● Reading passage

### A. Introducing Earth

Earth from Space Photo

1. Visiting alien idea: ask students what observations they would make as they approached this world, and what kinds of questions they might ask. visible: atmosphere, hydrosphere, geosphere or lithosphere, biosphere.

2. How big is Earth? [I like to throw quantitative questions at them to get them thinking how to make meaningful numerical estimates as it seems most of them don’t do this “automatically”.]

Make this a driving problem: the distance from Earth’s surface to its center is 6370 km. How long would it take to drive to the center of the Earth? (Triplehorn, 1994)

a. guestimate based on experience: has anyone driven across the country? How does the length of the U.S. compare to the radius of Earth?

b. calculate: Time = distance/rate constrain with assumptions:

• drive at legal speed, e.g. 100 km per hour (about 60 miles per hour)
• time = 6370 km / 100 km/hr = 63.7 hours
• at 8 hours per day: 63.7 h / 8 h per day = 8 days

3. How much water is there on Earth?

Water Demo: (Liukkonen, 1993, How Much Water is There?) one gallon represents all water on Earth; half cup is all fresh water; one drop = available fresh water.

4. Solid Earth: Let’s strip away the water and the air => reveals the surface of the Geosphere

Satellite image of Earth without atmosphere or hydrosphere; i.e. surface of Geosphere www.ngdc.noaa.gov/mgg/image/images.html/.

[Rows from a pointing dataset]

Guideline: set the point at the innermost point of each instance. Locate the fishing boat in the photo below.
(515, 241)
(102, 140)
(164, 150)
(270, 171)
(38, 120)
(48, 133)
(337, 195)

● Goal
Answer these questions about the Earth lesson notes above:
1. What distance from Earth's surface to its center do the notes give?
2. What driving speed does the calculation assume?
3. In the water demo, what does one drop stand for?

● Complete answer
1. 6370 km
2. 100 km per hour (about 60 miles per hour)
3. Available fresh water